TASK:
Would you return the data exactly as given, except for its pictures?
DATA PROVIDED section start
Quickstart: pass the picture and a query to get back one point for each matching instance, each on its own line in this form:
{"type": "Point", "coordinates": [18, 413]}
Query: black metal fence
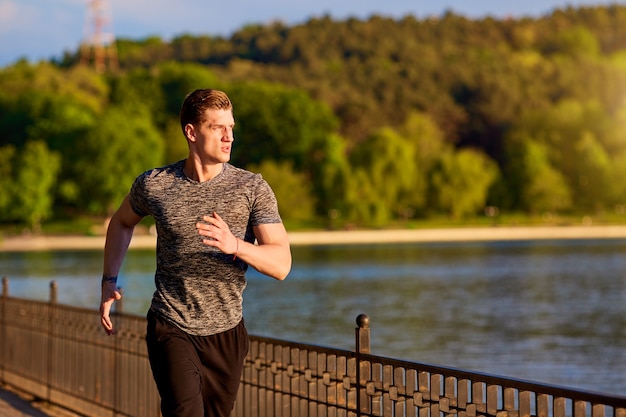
{"type": "Point", "coordinates": [60, 355]}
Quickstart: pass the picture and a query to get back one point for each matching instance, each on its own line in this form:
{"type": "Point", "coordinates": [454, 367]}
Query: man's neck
{"type": "Point", "coordinates": [197, 171]}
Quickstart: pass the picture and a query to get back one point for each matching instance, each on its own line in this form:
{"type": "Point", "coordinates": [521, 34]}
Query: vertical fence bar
{"type": "Point", "coordinates": [49, 354]}
{"type": "Point", "coordinates": [3, 332]}
{"type": "Point", "coordinates": [362, 346]}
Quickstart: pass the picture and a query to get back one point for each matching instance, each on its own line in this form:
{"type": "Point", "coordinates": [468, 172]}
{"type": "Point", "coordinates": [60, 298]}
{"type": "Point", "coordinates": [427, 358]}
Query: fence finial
{"type": "Point", "coordinates": [363, 333]}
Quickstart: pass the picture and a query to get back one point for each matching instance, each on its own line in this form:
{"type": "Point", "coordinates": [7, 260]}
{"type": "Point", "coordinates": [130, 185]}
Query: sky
{"type": "Point", "coordinates": [44, 29]}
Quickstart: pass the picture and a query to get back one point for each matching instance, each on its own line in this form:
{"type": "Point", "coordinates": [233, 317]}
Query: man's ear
{"type": "Point", "coordinates": [190, 132]}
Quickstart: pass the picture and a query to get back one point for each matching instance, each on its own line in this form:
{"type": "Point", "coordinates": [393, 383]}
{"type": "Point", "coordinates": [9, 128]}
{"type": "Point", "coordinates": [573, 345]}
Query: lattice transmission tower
{"type": "Point", "coordinates": [98, 46]}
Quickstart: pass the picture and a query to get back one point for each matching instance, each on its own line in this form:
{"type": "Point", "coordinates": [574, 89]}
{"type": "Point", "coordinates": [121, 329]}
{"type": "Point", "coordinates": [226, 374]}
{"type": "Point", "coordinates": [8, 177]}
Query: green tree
{"type": "Point", "coordinates": [292, 190]}
{"type": "Point", "coordinates": [390, 163]}
{"type": "Point", "coordinates": [7, 185]}
{"type": "Point", "coordinates": [461, 182]}
{"type": "Point", "coordinates": [278, 123]}
{"type": "Point", "coordinates": [35, 170]}
{"type": "Point", "coordinates": [123, 144]}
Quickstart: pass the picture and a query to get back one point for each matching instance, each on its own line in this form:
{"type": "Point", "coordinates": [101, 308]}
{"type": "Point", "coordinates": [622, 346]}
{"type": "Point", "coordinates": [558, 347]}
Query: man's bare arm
{"type": "Point", "coordinates": [119, 234]}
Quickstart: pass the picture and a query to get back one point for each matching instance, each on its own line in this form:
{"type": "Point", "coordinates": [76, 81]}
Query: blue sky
{"type": "Point", "coordinates": [43, 29]}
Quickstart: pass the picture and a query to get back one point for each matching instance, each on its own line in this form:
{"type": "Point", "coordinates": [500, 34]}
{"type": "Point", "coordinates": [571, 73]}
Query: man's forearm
{"type": "Point", "coordinates": [117, 242]}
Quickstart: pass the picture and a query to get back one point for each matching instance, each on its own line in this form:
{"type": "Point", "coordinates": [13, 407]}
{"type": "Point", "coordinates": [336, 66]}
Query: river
{"type": "Point", "coordinates": [550, 311]}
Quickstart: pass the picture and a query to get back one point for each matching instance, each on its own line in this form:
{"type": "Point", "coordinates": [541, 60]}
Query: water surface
{"type": "Point", "coordinates": [547, 311]}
DATA PROVIDED section end
WRITTEN ANSWER:
Quickstart: pass the picture and a query to get back one point for each matching instance, each on its own line in this form:
{"type": "Point", "coordinates": [18, 413]}
Query: black metal fence
{"type": "Point", "coordinates": [60, 355]}
Quickstart: pass the picture and a query to get back one point for each matching instance, each on its own line in this form:
{"type": "Point", "coordinates": [454, 367]}
Query: man's neck
{"type": "Point", "coordinates": [197, 171]}
Quickstart: pass the picture and a query to get back one point for each matching instance, each on its own line in this form:
{"type": "Point", "coordinates": [521, 34]}
Query: vertical fence bar
{"type": "Point", "coordinates": [49, 354]}
{"type": "Point", "coordinates": [3, 332]}
{"type": "Point", "coordinates": [362, 346]}
Quickstart: pass the picture and a query to get back one point for each matching instance, each on its own line in this form:
{"type": "Point", "coordinates": [468, 172]}
{"type": "Point", "coordinates": [60, 298]}
{"type": "Point", "coordinates": [427, 358]}
Query: fence finial
{"type": "Point", "coordinates": [363, 333]}
Quickstart: pass the picture and a query to get back one point for each matching instance, each on its own line in this form:
{"type": "Point", "coordinates": [7, 260]}
{"type": "Point", "coordinates": [130, 185]}
Query: sky
{"type": "Point", "coordinates": [44, 29]}
Quickstart: pass the picture and a query to get back one point for each matching instance, each on its own line in this form:
{"type": "Point", "coordinates": [233, 317]}
Query: man's ear
{"type": "Point", "coordinates": [190, 132]}
Quickstart: pass the picture and a query to get back one point for each matching instance, each on its own line in this form:
{"type": "Point", "coordinates": [393, 383]}
{"type": "Point", "coordinates": [9, 128]}
{"type": "Point", "coordinates": [573, 345]}
Query: lattice transmission tower
{"type": "Point", "coordinates": [98, 46]}
Quickstart: pass the picture and a query to get back one point for each matching instance, each on its own line in this form:
{"type": "Point", "coordinates": [574, 89]}
{"type": "Point", "coordinates": [121, 329]}
{"type": "Point", "coordinates": [226, 374]}
{"type": "Point", "coordinates": [8, 177]}
Query: green tree
{"type": "Point", "coordinates": [292, 190]}
{"type": "Point", "coordinates": [390, 163]}
{"type": "Point", "coordinates": [7, 185]}
{"type": "Point", "coordinates": [461, 182]}
{"type": "Point", "coordinates": [278, 123]}
{"type": "Point", "coordinates": [35, 170]}
{"type": "Point", "coordinates": [123, 144]}
Quickstart: pass the picture and a query to get back one point for each matching instance, each on its own line in this form:
{"type": "Point", "coordinates": [101, 308]}
{"type": "Point", "coordinates": [622, 346]}
{"type": "Point", "coordinates": [558, 347]}
Query: man's bare arm
{"type": "Point", "coordinates": [119, 234]}
Quickstart: pass the picture and a query to get back one point for each matching instance, each on its own line in this form:
{"type": "Point", "coordinates": [76, 81]}
Query: blue sky
{"type": "Point", "coordinates": [43, 29]}
Quickstart: pass the picture and a query to get back one point for each matching instance, each on its own line in this form:
{"type": "Point", "coordinates": [500, 34]}
{"type": "Point", "coordinates": [571, 73]}
Query: man's forearm
{"type": "Point", "coordinates": [117, 242]}
Quickstart: pass the picture and a query to get back one point for each matching instance, each on its own line in this form:
{"type": "Point", "coordinates": [13, 407]}
{"type": "Point", "coordinates": [336, 66]}
Query: river
{"type": "Point", "coordinates": [550, 311]}
Quickstart: pass the picture and a query to get back one point for each matching instance, each on its own line in this form:
{"type": "Point", "coordinates": [541, 60]}
Query: water surface
{"type": "Point", "coordinates": [547, 311]}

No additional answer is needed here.